# awesome hybrid!!



## [email protected]! (May 19, 2009)

hey guys, i found a really fast hybrid cube that doesnt pop, cuts corners, and reduced my time by 4secs

my tale is long and boring, but if you dont read it, i wont tell you whats in my cube. yes i am a bastard. (well you can just scroll down but thats mean)

a little about my cubes, i have most of the 3x3s c4y sells, (all but type b), and im always swapping pieces around trying to find a good combo. some were better than average, while some barely turned. but about 3 days ago, at what i think was 6 or 7pm, a legendary cube was born. it was faster than a type e, smoother than a type a, and had the anti popping awesomeness of a type d.

with it, i immediately got 2 great times (13.71 and 11.48) where i normally average 14-16. the secret, this "holy cube", a 4 cube hybrid that was awesome.

so here it is, my secret formula for the best speedcube ever!

you need an old type a, a type d, c4y cube, and a jsk clone ("3x3x3 speedcube")

now... unscrew the centers of the jsk, and put them, along with their screws, on an old type a core.

next, get the c4y edges (the ones with the caps), and type d corners.

put them all together, and you have awesomeness!!

thanks for reading,
Salt







the solve is second take, coz the first one sucked


----------



## shoot1510 (May 19, 2009)

Have you ever seen a hybird magic before? I made one. (picture will be coming)


----------



## Vulosity (May 19, 2009)

[email protected], can you make a video on it?


----------



## [email protected]! (May 19, 2009)

yeah, i will a little later, probably be on by tomorrow


----------



## Lt-UnReaL (May 19, 2009)

*What to produce*:
Answer these questions about the hybrid cube thread above:
(a) Which two times did the first poster get right away with the new cube?
(b) Whose centers and screws go onto the old type A core?
(c) Which cube supplies the corners?

[Excerpts from a point labeling dataset]
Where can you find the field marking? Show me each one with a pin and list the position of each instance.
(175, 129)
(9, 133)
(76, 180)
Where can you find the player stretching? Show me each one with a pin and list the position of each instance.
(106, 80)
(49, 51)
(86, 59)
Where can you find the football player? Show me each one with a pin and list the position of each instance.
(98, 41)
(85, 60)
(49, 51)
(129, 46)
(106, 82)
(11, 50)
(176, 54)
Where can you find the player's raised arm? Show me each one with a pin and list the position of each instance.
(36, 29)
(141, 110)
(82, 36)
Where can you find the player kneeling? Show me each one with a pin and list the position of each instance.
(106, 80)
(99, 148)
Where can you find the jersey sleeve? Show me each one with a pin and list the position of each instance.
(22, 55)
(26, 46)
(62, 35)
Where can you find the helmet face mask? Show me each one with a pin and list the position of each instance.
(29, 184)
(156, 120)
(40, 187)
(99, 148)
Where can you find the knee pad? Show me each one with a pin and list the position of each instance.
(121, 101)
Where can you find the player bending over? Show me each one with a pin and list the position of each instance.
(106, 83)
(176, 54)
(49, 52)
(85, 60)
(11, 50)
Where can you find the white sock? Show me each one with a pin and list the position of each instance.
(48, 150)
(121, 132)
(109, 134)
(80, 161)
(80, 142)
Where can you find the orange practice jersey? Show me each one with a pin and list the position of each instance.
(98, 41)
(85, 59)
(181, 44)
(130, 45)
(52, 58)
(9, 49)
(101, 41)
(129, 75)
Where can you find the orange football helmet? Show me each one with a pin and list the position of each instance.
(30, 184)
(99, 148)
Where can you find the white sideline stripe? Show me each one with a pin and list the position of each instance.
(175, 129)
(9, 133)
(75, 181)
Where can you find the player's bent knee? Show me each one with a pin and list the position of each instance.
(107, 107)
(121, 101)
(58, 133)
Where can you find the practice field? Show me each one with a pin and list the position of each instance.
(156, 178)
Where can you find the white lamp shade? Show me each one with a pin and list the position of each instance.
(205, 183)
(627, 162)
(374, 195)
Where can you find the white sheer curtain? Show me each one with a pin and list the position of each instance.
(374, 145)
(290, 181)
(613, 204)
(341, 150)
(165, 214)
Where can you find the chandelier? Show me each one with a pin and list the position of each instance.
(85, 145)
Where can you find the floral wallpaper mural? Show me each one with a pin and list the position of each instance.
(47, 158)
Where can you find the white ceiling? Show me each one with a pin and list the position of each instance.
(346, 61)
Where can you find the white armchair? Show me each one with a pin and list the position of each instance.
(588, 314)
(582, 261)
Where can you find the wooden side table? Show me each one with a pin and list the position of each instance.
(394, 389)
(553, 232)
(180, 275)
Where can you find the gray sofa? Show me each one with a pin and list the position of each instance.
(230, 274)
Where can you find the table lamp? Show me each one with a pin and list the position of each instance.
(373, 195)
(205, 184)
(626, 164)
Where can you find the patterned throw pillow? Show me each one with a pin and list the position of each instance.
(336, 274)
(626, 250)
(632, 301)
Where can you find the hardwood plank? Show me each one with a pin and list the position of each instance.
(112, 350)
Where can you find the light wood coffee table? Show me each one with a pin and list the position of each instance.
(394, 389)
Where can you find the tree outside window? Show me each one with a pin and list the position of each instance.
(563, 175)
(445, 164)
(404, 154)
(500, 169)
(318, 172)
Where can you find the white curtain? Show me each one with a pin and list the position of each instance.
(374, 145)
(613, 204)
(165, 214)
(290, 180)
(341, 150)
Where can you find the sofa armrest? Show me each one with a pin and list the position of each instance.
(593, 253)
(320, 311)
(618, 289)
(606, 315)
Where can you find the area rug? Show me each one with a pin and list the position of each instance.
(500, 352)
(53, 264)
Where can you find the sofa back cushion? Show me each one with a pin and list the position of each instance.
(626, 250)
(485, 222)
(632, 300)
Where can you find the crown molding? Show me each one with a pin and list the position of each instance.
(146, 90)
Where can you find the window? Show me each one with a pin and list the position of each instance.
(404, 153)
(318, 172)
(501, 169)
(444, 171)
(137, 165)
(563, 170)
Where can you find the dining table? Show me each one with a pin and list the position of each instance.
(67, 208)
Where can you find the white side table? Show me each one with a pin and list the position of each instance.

*Solution*:
(a) 13.71 and 11.48
(b) The jsk clone's
(c) The type D